Texto base →
◆ ◆ ◆ ◆ ◆
Aquisições na indústria de automóveis, como será? (3/3)

Passividade do consumidor.

 

Até agora vimos que, numa mega transação (e compra e venda de produtoras de automóveis é sempre uma delas), não entra moeda sonante e que tudo isso ocorre por troca de ações, cuja proporção é determinada a partir de um processo de avaliação de ativos tangíveis (fábricas, máquinas e equipamentos, produtos em elaboração, estoques, entre outros), e intangíveis (poder da marca, patentes, contratos e tudo aquilo que vale, mas em que não se pode pôr fisicamente as mãos).

Esse processo, também conhecido por “Valuation”, faz medições individuais e projeções do que seria a empresa operando em conjunto. E são nessas projeções que se busca uma ideia da possível sinergia. É nesse ponto em que se obtêm os maiores acertos, como foi o caso da Hyundai e Kia, ou comentem-se os maiores erros de avaliação, como os casos da Autolatina e junção da Daimler com a Chrysler. Há casos em que os desacertos são financeiros mesmo, como ocorreu durante o noivado entre a GM e a Fiat no início dos anos 2000.

A Autolatina, união entre VW e Ford que durou entre 1987 e 1996 (Foto: divulgação/AutoLatina)
◆ ◆ ◆ ◆ ◆
Seção de dados →
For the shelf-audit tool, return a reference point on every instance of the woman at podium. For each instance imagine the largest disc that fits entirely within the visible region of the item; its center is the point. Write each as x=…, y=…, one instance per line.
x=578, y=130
◆ ◆ ◆ ◆ ◆
O que se pede →
Reproduza o trecho do texto sobre aquisições na indústria de automóveis entre "Esse processo, também" e "dos anos 2000.", inclusive, trocando "Hyundai" por "Toyota".

Resultado →
Esse processo, também conhecido por “Valuation”, faz medições individuais e projeções do que seria a empresa operando em conjunto. E são nessas projeções que se busca uma ideia da possível sinergia. É nesse ponto em que se obtêm os maiores acertos, como foi o caso da Toyota e Kia, ou comentem-se os maiores erros de avaliação, como os casos da Autolatina e junção da Daimler com a Chrysler. Há casos em que os desacertos são financeiros mesmo, como ocorreu durante o noivado entre a GM e a Fiat no início dos anos 2000.